ECLI:NL:RBDHA:2023:16445

Rechtbank Den Haag

Datum uitspraak
12 oktober 2023
Publicatiedatum
2 november 2023
Zaaknummer
AWB - 22 _ 6483
Instantie
Rechtbank Den Haag
Type
Uitspraak
Rechtsgebied
Bestuursrecht; Belastingrecht
Procedures
  • Eerste aanleg - enkelvoudig
Rechters
Vindplaatsen
  • Rechtspraak.nl
AI samenvatting door LexboostAutomatisch gegenereerd

Beroep tegen ongegrondverklaring van bezwaar tegen overdrachtsbelasting bij woningverkrijging

In deze zaak heeft eiseres, die bij haar ouders woont, bezwaar gemaakt tegen de voldoening van overdrachtsbelasting na de aankoop van een woning. Eiseres en haar vader hebben in oktober 2021 een koopovereenkomst gesloten voor een woning, waarbij eiseres een deel van de overdrachtsbelasting heeft voldaan. Na een uitspraak op bezwaar van de Belastingdienst, waarin het bezwaar ongegrond werd verklaard, heeft eiseres beroep ingesteld. De rechtbank heeft op 12 oktober 2023 uitspraak gedaan. De rechtbank oordeelt dat eiseres terecht 8% overdrachtsbelasting heeft betaald, omdat zij de woning niet als hoofdverblijf heeft kunnen gebruiken, aangezien de verkopers tot november 2023 in de woning blijven wonen. Eiseres stelde dat het verlaagde tarief van 2% van toepassing was, maar de rechtbank concludeert dat de woning niet ter beschikking stond als hoofdverblijf. De rechtbank verklaart het beroep ongegrond en er is geen aanleiding voor proceskostenveroordeling.

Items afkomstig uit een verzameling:
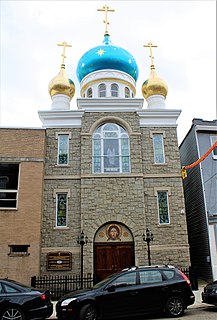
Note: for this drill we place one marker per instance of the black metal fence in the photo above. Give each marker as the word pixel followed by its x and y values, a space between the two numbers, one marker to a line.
pixel 62 284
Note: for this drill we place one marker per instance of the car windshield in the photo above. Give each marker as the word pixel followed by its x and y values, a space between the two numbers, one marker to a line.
pixel 104 281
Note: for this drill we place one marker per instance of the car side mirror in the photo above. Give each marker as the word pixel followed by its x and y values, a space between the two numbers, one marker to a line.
pixel 112 287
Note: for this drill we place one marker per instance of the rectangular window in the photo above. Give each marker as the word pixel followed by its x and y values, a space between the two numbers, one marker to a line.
pixel 214 152
pixel 63 149
pixel 61 209
pixel 163 207
pixel 18 250
pixel 9 175
pixel 158 144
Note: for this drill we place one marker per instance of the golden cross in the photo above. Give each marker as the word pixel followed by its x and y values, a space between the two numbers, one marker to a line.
pixel 64 45
pixel 150 45
pixel 106 10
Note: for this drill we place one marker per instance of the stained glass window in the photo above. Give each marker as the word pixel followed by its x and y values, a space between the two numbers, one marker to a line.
pixel 158 148
pixel 214 152
pixel 63 149
pixel 102 90
pixel 61 208
pixel 90 93
pixel 163 208
pixel 111 152
pixel 114 90
pixel 127 92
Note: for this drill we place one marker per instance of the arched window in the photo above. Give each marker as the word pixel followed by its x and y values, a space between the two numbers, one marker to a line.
pixel 127 92
pixel 111 151
pixel 114 90
pixel 90 93
pixel 102 90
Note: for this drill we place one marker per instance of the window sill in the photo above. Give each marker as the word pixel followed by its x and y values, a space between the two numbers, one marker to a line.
pixel 18 254
pixel 61 228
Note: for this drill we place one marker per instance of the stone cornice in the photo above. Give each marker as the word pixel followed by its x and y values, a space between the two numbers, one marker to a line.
pixel 110 104
pixel 158 117
pixel 61 118
pixel 106 176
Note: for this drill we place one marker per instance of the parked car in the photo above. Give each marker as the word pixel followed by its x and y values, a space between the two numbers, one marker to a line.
pixel 18 301
pixel 209 294
pixel 132 292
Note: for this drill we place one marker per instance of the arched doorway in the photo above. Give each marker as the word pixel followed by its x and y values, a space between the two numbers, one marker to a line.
pixel 113 249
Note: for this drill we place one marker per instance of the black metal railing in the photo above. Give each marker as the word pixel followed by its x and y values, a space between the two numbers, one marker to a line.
pixel 62 284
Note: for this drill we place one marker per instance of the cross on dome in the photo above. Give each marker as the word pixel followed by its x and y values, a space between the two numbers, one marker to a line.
pixel 64 45
pixel 150 45
pixel 106 10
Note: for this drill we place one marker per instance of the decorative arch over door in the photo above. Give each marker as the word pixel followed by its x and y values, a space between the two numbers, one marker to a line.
pixel 113 249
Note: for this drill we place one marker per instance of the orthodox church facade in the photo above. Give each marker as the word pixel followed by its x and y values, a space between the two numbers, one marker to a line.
pixel 112 170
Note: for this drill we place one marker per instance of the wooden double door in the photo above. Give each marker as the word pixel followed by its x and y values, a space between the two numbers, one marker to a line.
pixel 112 257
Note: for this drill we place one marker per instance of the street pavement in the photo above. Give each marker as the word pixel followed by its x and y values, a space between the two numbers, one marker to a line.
pixel 198 301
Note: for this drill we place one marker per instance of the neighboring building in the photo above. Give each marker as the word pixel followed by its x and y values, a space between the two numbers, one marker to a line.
pixel 21 185
pixel 200 188
pixel 112 169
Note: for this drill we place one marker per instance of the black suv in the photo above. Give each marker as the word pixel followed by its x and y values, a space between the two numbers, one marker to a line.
pixel 129 293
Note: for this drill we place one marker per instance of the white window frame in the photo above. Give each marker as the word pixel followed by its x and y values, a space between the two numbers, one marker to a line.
pixel 102 90
pixel 114 91
pixel 121 133
pixel 6 194
pixel 56 193
pixel 89 93
pixel 153 135
pixel 58 135
pixel 213 139
pixel 127 92
pixel 168 193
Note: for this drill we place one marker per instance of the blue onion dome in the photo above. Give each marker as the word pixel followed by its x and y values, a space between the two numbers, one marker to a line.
pixel 107 56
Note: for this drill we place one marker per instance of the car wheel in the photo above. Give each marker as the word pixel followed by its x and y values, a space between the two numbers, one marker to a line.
pixel 175 307
pixel 88 312
pixel 13 313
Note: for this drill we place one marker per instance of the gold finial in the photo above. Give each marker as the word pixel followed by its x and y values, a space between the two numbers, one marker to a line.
pixel 150 45
pixel 106 10
pixel 64 45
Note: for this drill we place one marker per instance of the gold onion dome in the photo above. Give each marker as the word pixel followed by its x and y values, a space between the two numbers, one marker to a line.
pixel 61 84
pixel 154 85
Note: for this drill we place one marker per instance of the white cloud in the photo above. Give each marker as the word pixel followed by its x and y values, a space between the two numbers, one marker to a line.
pixel 185 58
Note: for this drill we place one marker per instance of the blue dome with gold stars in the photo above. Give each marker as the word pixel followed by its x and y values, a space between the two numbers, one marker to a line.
pixel 107 56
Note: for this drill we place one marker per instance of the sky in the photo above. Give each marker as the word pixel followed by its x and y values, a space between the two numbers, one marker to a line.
pixel 185 57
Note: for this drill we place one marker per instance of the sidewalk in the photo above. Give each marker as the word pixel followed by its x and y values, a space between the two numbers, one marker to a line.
pixel 198 300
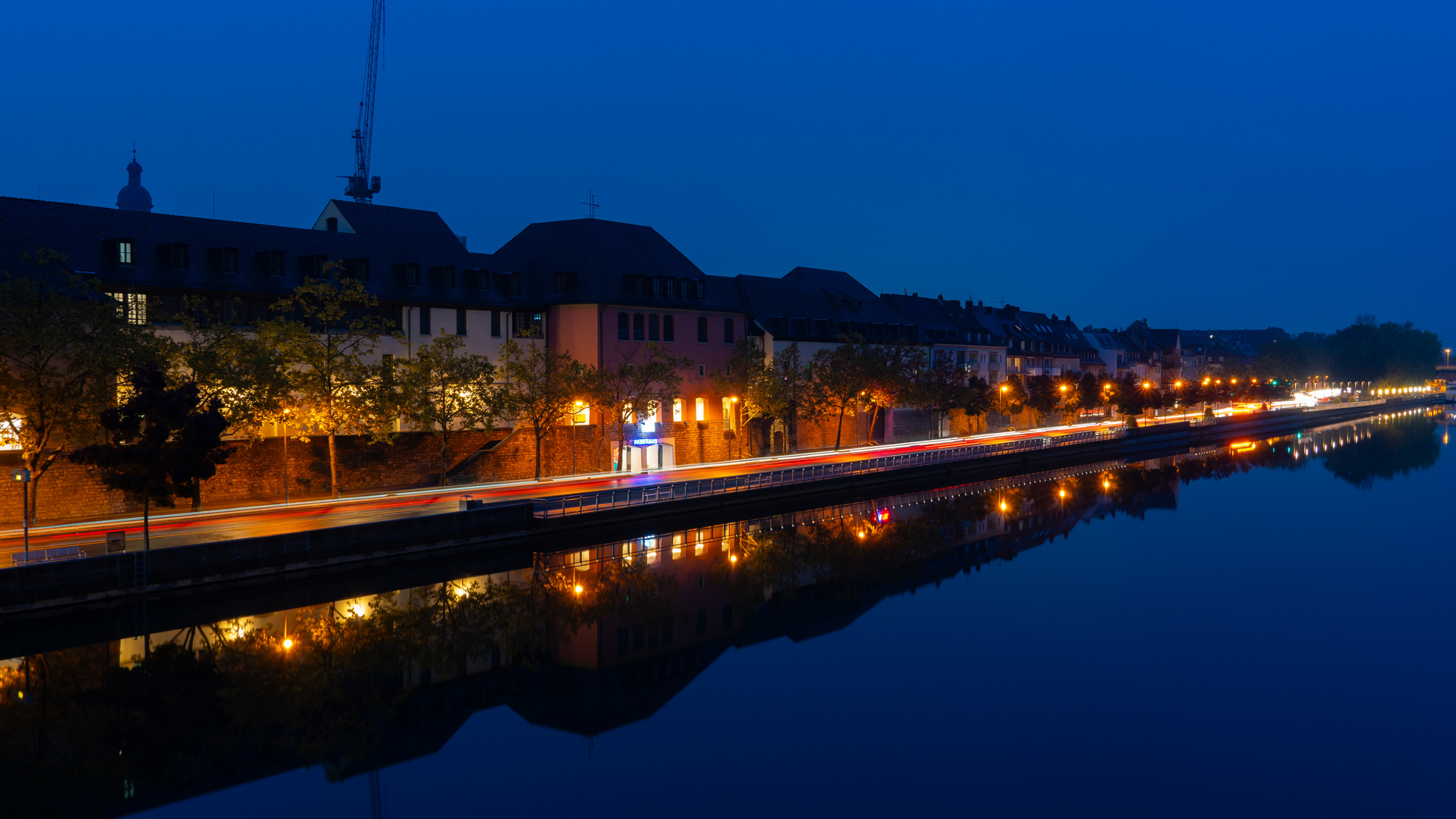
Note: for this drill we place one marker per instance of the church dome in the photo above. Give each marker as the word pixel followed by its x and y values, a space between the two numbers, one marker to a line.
pixel 134 196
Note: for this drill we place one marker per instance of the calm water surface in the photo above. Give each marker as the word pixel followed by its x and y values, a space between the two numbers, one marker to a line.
pixel 1263 633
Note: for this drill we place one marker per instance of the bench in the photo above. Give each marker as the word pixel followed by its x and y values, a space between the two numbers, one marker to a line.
pixel 47 554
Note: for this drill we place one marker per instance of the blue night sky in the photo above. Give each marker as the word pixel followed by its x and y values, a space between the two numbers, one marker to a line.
pixel 1197 165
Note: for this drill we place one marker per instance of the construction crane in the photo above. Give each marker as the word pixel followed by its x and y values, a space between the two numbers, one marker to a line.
pixel 361 185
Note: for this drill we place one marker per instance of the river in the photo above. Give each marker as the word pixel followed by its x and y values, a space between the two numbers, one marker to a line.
pixel 1256 630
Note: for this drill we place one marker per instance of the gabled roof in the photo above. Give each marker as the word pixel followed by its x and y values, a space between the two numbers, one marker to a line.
pixel 603 258
pixel 810 293
pixel 936 318
pixel 385 236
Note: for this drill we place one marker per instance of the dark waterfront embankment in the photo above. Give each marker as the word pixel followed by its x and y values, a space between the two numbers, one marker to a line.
pixel 210 703
pixel 485 540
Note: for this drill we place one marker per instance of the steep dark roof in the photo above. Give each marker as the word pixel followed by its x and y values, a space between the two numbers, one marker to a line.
pixel 385 236
pixel 809 293
pixel 938 319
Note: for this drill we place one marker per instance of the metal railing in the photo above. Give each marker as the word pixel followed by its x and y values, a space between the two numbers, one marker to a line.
pixel 684 489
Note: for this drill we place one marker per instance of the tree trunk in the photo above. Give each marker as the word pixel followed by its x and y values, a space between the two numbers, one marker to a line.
pixel 334 467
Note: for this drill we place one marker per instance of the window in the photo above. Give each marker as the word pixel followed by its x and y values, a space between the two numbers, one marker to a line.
pixel 529 325
pixel 408 274
pixel 357 269
pixel 313 267
pixel 172 256
pixel 269 262
pixel 133 306
pixel 222 259
pixel 121 250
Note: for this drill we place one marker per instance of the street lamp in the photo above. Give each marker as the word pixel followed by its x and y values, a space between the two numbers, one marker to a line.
pixel 22 476
pixel 574 441
pixel 285 421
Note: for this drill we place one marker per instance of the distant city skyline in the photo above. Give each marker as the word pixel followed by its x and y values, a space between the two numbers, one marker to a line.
pixel 1234 166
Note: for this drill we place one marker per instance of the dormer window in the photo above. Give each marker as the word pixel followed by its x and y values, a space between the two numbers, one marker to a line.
pixel 172 256
pixel 408 274
pixel 223 259
pixel 269 262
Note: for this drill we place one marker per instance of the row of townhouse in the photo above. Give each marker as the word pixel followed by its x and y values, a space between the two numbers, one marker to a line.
pixel 594 288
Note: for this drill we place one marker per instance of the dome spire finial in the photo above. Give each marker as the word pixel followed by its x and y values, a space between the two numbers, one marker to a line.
pixel 134 196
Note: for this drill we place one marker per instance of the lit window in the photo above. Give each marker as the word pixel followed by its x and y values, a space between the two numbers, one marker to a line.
pixel 133 306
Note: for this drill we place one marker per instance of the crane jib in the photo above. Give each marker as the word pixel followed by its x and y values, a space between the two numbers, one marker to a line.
pixel 361 187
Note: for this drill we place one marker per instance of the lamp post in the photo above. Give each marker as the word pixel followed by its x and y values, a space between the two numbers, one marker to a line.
pixel 285 421
pixel 22 476
pixel 574 438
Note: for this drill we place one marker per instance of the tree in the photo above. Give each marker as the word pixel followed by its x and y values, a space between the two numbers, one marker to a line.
pixel 1386 354
pixel 842 380
pixel 637 386
pixel 446 391
pixel 1088 393
pixel 1042 396
pixel 944 386
pixel 328 334
pixel 159 443
pixel 540 388
pixel 60 351
pixel 1011 396
pixel 892 372
pixel 787 391
pixel 749 378
pixel 228 362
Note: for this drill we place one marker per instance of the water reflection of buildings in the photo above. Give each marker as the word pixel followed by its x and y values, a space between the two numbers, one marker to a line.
pixel 593 639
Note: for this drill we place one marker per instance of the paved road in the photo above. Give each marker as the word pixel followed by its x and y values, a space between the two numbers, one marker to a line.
pixel 275 518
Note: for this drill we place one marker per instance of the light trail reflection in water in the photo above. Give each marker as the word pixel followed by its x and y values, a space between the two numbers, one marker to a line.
pixel 1210 635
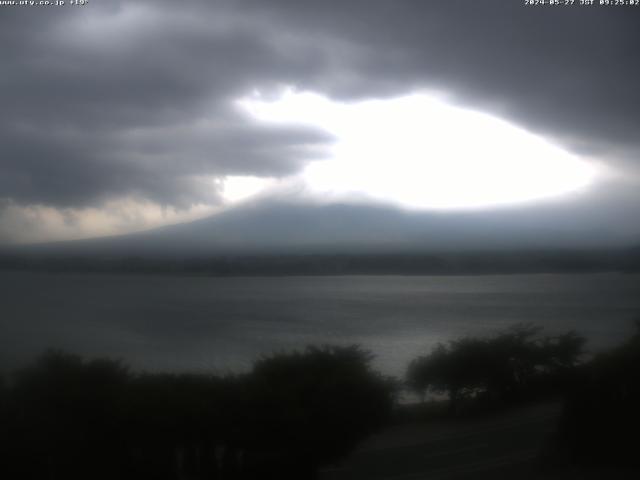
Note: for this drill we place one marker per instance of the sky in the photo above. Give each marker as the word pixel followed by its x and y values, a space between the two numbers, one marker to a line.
pixel 119 116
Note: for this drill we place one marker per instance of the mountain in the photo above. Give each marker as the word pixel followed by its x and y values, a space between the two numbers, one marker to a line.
pixel 280 228
pixel 284 238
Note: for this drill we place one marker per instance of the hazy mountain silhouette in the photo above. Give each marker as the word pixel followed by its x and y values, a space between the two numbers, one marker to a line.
pixel 280 227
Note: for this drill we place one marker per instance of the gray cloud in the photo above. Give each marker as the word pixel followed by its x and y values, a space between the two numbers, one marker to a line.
pixel 130 98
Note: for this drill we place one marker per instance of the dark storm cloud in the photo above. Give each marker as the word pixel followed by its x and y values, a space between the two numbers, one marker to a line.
pixel 134 98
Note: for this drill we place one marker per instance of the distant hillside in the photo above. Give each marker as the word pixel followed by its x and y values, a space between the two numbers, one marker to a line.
pixel 281 238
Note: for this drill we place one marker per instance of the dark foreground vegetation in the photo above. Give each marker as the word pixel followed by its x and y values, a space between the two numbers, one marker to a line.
pixel 65 417
pixel 600 424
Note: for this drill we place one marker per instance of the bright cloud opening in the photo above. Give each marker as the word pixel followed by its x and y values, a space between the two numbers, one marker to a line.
pixel 236 188
pixel 419 152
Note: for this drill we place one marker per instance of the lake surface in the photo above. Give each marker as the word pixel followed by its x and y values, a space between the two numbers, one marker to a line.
pixel 223 324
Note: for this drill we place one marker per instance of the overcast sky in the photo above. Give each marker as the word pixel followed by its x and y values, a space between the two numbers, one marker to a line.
pixel 118 116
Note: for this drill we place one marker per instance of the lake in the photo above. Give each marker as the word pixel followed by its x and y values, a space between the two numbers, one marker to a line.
pixel 222 324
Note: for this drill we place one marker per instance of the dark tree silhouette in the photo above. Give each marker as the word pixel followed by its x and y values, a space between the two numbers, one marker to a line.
pixel 500 369
pixel 601 418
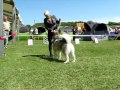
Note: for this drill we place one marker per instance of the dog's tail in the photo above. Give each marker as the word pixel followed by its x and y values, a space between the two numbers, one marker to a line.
pixel 67 38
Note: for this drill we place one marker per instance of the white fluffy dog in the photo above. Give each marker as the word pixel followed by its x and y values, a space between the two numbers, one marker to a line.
pixel 62 43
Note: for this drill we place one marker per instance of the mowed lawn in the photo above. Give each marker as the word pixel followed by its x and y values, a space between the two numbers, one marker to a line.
pixel 30 68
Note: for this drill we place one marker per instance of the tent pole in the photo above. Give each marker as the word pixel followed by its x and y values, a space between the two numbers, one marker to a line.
pixel 1 28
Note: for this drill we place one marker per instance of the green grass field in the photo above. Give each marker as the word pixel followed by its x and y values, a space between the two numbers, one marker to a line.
pixel 29 67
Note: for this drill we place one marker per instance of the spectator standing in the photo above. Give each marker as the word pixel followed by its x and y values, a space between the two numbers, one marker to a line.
pixel 51 23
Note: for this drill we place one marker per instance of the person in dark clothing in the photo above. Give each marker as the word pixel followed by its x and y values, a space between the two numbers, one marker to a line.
pixel 51 24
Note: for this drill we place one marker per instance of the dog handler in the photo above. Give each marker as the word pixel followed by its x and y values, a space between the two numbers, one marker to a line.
pixel 51 23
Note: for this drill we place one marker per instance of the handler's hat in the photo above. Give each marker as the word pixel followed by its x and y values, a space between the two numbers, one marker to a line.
pixel 46 12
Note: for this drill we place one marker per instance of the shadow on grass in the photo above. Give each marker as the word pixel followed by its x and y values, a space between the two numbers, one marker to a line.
pixel 45 57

Opdracht:
Schrijf een vervolg op de tekst over de uitspraak inzake overdrachtsbelasting, aansluitend op de laatste zin. De items zijn afkomstig uit een andere bron.

Antwoord:
Uitspraak

Rechtbank DEN HAAG

Team belastingrecht
zaaknummer: SGR 22/6483

uitspraak van de enkelvoudige kamer van 12 oktober 2023 in de zaak tussen

[eiseres] , wonende te [woonplaats] , eiseres

(gemachtigde M.L.W. Dijs),
en

de inspecteur van de Belastingdienst, verweerder.

Procesverloop

Eiseres heeft op aangifte overdrachtsbelasting voldaan.
Eiseres heeft bezwaar gemaakt tegen de voldoening op aangifte. Verweerder heeft bij uitspraak op bezwaar van 25 augustus 2022 het bezwaar ongegrond verklaard.
Eiseres heeft daartegen beroep ingesteld.
Verweerder heeft een verweerschrift ingediend.
Eiseres heeft voor de zitting nadere stukken ingediend.
Het onderzoek ter zitting heeft plaatsgevonden op 31 augustus 2023.
Eiseres is met haar gemachtigde en vergezeld door hun ouders verschenen.
Namens verweerder zijn [naam 1] en mr. drs. [naam 2] verschenen.

Overwegingen

Feiten
1. Eiseres woont bij haar ouders. De achterburen van haar ouders zijn in de zomer van 2021 ingeloot in een nieuwbouwproject en wilden in verband daarmee hun woning verkopen. Aangezien eiseres graag in dezelfde wijk als haar ouders wilde gaan wonen, de woningmarkt medio 2021 zeer gespannen was en haar vriend uit het buitenland zou terugkeren, is door eiseres en haar vader – elk voor de helft – een koopovereenkomst gesloten met de achterburen voor de koop van een woning aan de [adres] te [plaats] (de woning).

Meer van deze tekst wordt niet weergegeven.